━━━━━ PROVIDED RECORDS ━━━━━

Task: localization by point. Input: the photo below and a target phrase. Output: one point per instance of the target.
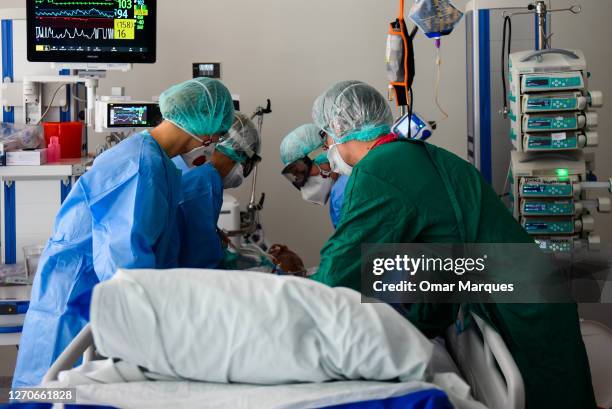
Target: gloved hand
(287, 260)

━━━━━
━━━━━ PROVIDED RECORDS ━━━━━

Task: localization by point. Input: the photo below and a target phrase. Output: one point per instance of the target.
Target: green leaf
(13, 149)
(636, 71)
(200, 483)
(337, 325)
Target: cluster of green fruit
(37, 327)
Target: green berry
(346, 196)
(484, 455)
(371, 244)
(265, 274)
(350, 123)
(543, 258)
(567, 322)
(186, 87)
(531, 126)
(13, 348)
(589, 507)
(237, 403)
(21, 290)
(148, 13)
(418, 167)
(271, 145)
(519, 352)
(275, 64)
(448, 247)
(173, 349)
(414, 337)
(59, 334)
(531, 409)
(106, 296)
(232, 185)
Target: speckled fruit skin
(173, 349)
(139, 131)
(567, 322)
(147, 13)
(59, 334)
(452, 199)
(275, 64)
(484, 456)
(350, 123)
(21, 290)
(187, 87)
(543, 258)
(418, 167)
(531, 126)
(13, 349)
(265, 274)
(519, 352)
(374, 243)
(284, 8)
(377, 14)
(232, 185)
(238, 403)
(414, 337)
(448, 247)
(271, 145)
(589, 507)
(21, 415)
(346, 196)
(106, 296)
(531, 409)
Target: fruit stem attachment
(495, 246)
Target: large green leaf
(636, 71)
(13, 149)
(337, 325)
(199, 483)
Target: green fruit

━━━━━

## PROBLEM TO WORK ON
Could you turn the lines above, from the line with "Target: green berry" to the line with "Target: green fruit", into a numbered list, leaving out any blank lines?

## SOLUTION
1. Target: green berry
2. (346, 196)
3. (484, 455)
4. (371, 244)
5. (265, 274)
6. (350, 123)
7. (543, 258)
8. (567, 322)
9. (186, 87)
10. (531, 126)
11. (13, 348)
12. (589, 507)
13. (237, 403)
14. (21, 290)
15. (148, 13)
16. (418, 167)
17. (271, 145)
18. (519, 352)
19. (275, 64)
20. (448, 247)
21. (173, 349)
22. (414, 337)
23. (59, 334)
24. (531, 409)
25. (106, 296)
26. (232, 185)
27. Target: speckled fruit skin
28. (173, 349)
29. (139, 131)
30. (567, 322)
31. (147, 13)
32. (59, 334)
33. (452, 199)
34. (275, 64)
35. (484, 456)
36. (350, 123)
37. (21, 290)
38. (187, 87)
39. (543, 258)
40. (418, 167)
41. (531, 126)
42. (13, 349)
43. (265, 274)
44. (519, 352)
45. (374, 243)
46. (284, 8)
47. (377, 14)
48. (232, 185)
49. (238, 403)
50. (414, 337)
51. (448, 247)
52. (271, 145)
53. (589, 507)
54. (21, 415)
55. (346, 196)
56. (106, 296)
57. (531, 409)
58. Target: fruit stem attachment
59. (495, 246)
60. Target: large green leaf
61. (636, 71)
62. (13, 149)
63. (337, 325)
64. (199, 483)
65. Target: green fruit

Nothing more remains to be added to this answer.